* **SET PROBLEM**
Pull out every line of the listing below that contains the word "cinnamon", and copy each one as it appears.

* **TASK INPUTS**
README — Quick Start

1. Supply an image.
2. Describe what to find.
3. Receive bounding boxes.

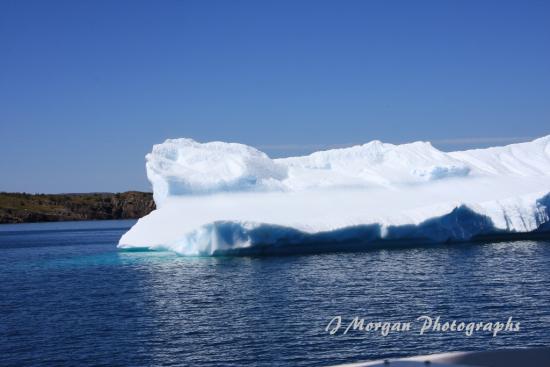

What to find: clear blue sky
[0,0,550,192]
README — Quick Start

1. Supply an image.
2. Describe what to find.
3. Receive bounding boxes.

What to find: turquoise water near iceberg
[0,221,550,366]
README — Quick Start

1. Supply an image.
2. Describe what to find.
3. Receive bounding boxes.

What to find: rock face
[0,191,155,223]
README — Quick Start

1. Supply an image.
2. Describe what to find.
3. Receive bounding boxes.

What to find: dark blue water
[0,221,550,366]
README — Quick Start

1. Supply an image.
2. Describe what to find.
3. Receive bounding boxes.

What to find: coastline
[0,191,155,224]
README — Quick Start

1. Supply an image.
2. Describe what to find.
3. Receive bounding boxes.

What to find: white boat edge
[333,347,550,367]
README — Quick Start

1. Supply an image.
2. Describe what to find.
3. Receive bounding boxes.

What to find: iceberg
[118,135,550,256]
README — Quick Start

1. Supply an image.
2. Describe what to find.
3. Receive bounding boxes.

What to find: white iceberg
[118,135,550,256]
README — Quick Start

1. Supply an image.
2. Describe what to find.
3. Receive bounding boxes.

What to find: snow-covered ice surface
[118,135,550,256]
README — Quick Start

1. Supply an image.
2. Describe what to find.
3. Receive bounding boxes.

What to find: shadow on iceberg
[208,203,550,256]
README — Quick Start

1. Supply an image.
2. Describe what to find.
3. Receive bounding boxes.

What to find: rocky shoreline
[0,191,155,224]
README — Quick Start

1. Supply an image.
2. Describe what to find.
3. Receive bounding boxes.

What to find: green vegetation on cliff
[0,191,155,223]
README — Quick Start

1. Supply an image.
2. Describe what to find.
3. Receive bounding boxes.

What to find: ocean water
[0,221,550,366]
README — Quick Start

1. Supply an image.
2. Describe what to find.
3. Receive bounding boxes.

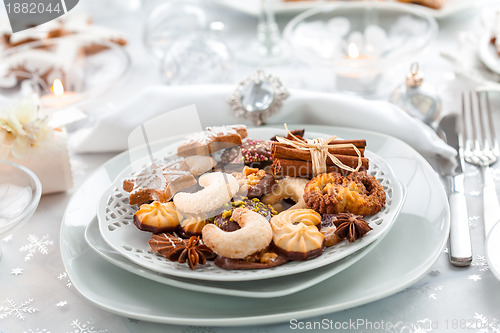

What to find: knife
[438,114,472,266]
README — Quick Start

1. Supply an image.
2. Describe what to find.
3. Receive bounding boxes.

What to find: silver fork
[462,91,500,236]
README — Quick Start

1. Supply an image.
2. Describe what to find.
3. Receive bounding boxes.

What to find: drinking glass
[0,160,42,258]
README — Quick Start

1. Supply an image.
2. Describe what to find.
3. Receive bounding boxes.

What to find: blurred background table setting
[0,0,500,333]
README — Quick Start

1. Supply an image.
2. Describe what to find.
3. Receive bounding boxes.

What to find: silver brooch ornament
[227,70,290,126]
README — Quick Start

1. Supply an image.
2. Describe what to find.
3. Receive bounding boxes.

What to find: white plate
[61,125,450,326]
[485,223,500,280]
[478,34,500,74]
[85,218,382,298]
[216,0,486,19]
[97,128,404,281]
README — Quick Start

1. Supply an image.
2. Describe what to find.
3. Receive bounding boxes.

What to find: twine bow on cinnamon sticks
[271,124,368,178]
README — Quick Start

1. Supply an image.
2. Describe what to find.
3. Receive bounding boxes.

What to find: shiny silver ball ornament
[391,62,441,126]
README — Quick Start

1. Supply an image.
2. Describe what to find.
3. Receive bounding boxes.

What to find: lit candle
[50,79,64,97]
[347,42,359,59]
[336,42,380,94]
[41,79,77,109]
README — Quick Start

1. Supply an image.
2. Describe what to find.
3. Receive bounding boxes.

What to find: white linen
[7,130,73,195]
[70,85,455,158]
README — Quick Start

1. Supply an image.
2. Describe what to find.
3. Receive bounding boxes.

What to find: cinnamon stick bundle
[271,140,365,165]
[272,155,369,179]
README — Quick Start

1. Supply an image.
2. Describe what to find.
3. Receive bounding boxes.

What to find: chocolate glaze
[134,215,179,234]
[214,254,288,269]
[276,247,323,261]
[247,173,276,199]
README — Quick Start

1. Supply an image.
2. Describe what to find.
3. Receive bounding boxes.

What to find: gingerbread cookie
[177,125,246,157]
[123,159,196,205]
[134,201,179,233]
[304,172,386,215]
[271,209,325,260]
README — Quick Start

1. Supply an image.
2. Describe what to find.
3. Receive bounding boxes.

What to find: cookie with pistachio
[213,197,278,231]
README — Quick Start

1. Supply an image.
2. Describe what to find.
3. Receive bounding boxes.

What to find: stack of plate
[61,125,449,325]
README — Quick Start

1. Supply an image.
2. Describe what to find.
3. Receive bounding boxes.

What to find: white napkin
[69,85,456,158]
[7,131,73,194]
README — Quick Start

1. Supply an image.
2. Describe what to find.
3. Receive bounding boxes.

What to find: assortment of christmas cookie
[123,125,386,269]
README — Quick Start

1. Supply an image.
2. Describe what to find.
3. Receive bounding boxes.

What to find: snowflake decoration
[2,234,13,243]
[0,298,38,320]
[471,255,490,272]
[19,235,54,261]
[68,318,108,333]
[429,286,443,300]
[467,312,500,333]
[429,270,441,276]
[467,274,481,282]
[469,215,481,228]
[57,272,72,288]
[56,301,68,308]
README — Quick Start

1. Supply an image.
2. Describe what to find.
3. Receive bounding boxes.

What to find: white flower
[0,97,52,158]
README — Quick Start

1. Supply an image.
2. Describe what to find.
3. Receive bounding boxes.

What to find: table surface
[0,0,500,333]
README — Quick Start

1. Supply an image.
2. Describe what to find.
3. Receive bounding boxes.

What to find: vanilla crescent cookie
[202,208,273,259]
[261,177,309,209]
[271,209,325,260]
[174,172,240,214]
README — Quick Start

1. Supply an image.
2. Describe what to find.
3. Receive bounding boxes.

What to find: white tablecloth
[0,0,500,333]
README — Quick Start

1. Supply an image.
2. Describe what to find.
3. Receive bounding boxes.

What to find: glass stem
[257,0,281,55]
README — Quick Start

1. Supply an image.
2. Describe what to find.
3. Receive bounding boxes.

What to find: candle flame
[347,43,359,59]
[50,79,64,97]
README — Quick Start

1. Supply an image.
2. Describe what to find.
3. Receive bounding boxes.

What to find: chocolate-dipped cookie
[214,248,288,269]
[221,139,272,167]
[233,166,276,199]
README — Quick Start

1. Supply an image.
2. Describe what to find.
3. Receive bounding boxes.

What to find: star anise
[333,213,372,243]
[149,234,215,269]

* **RESULT OF THE EXERCISE**
What to find: twine bow on cinnamon sticks
What to find: cinnamon stick bundle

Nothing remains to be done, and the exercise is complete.